## Given instruction A
Name every relation listed in the query result table in the forum thread on database size.
## Given instruction B
Continue the forum thread on database size from its last line.

## Given passage
▬▬▬▬▬▬

The total of only column sizes does not match with total row size if we use pg_relation_size. There must be some columns or indices that I missed. I don't know where else to look

NyakudyaA commented 4 years ago

@lucernae Where is the sql for the vulnerability calculations. I can try to run on my local machie and see if the problem persist

lucernae commented 4 years ago

@NyakudyaA we can run it, it's just that the size blew up after vulnerability calculations

Fresh dump then restore the same db will output this:

Query used:

SELECT
    relname AS "relation",
    pg_size_pretty(
        pg_relation_size(C .oid)
        ) as "rel_size",
    pg_size_pretty (
        pg_total_relation_size (C .oid)
    ) AS "total_size"
FROM
    pg_class C
LEFT JOIN pg_namespace N ON (N.oid = C .relnamespace)
WHERE
    nspname NOT IN (
        'pg_catalog',
        'information_schema'
    )
AND C .relkind <> 'i'
AND nspname !~ '^pg_toast'
ORDER BY
    pg_total_relation_size (C .oid) DESC
LIMIT 5;

Result:

    relation     | rel_size | total_size 
-----------------+----------+------------
 osm_buildings   | 1491 MB  | 1995 MB
 osm_roads       | 448 MB   | 591 MB
 osm_admin       | 10 MB    | 72 MB
 osm_waterways   | 54 MB    | 69 MB
 spatial_ref_sys | 4584 kB  | 4808 kB
(5 rows)

▬▬▬▬▬▬

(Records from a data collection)
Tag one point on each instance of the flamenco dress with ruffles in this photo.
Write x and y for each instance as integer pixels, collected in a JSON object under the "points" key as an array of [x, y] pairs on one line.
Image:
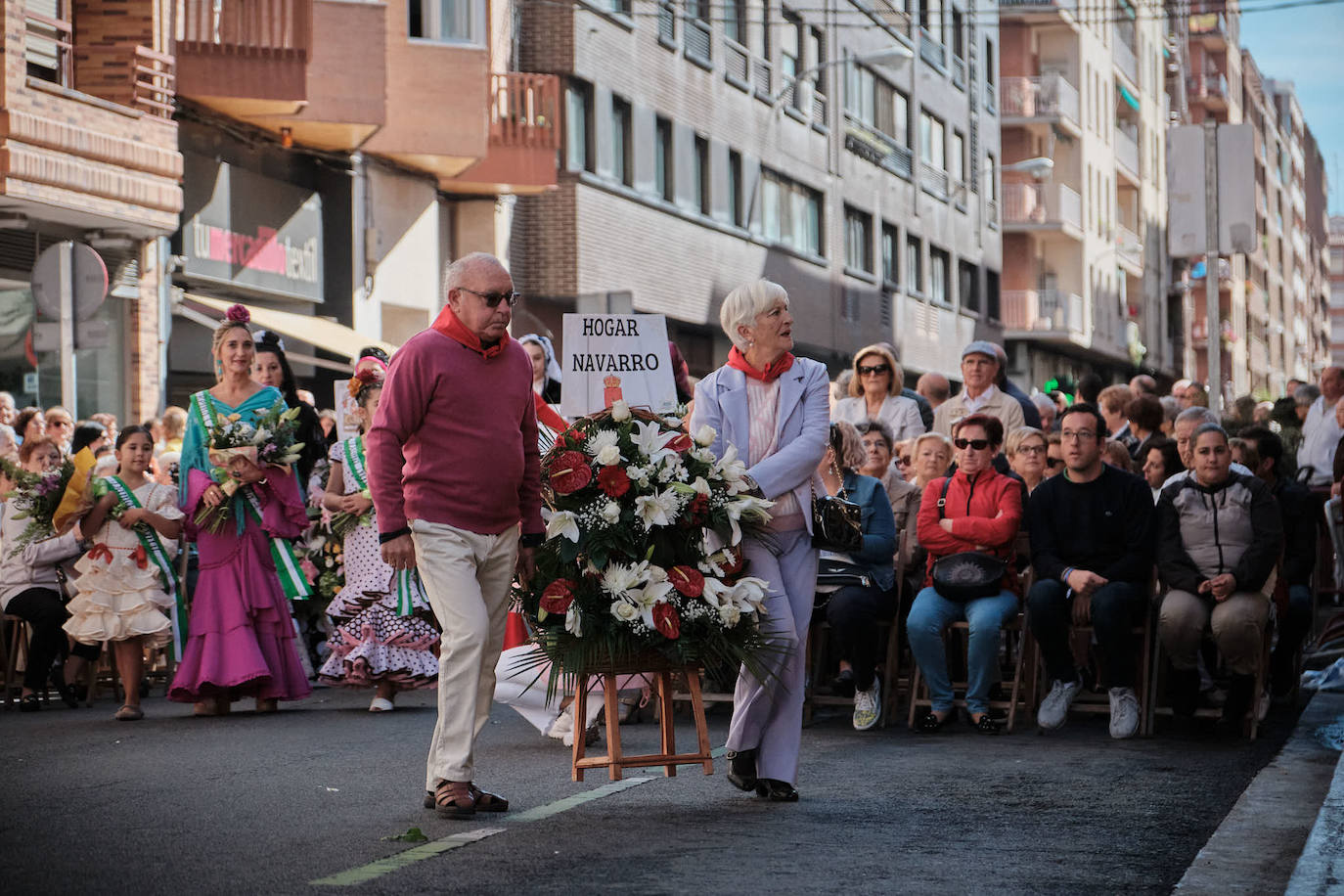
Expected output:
{"points": [[118, 594], [240, 636], [370, 641]]}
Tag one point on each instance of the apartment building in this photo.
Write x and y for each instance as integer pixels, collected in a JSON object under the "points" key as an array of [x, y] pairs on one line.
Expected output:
{"points": [[337, 155], [1336, 266], [850, 156], [90, 155], [1085, 252]]}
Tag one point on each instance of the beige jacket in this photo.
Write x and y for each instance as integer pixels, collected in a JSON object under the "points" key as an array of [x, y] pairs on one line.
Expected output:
{"points": [[999, 405]]}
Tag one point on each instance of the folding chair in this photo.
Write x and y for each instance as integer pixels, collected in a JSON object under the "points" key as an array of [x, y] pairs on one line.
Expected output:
{"points": [[1021, 696]]}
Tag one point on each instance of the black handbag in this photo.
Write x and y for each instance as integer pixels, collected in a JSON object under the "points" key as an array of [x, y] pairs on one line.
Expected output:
{"points": [[836, 522], [966, 575]]}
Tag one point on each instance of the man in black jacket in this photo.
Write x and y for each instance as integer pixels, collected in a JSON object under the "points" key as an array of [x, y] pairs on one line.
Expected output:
{"points": [[1219, 535], [1298, 512], [1092, 546]]}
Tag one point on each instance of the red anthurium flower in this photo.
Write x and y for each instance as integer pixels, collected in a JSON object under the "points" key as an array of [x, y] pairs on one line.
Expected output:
{"points": [[570, 471], [667, 621], [558, 597], [613, 481], [687, 580]]}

▬▬▬▬▬▬

## Final result A
osm_buildings, osm_roads, osm_admin, osm_waterways, spatial_ref_sys

## Final result B
After vulnerability calculations, same query, same data (the vulnerability will have the same output as before): osm_buildings beocmes 22GB.

So, total_row_size is accurate after all, I just don't know the extra size is for what?

lucernae commented 4 years ago

I need to write some procedure on how to reproduce the problem first @NyakudyaA

lucernae commented 4 years ago

Concluded that the cause is mostly pg_wal directory. When we backup and restore the same data, the overall size becomes much smaller.

NyakudyaA commented 4 years ago

Concluded that the cause is mostly pg_wal directory. When we backup and restore the same data, the overall size becomes much smaller.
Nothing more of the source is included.